PROBLEM REQUIREMENTS. Print the data below line for line, with no changes.

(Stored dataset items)

☆ ☆ ☆ ☆

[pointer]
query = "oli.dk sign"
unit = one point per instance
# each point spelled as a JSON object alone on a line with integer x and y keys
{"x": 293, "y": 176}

☆ ☆ ☆ ☆

WRITTEN SOLUTION.
[pointer]
query = "oli.dk sign"
unit = one point per instance
# each point spelled as a JSON object alone on a line with integer x and y keys
{"x": 293, "y": 176}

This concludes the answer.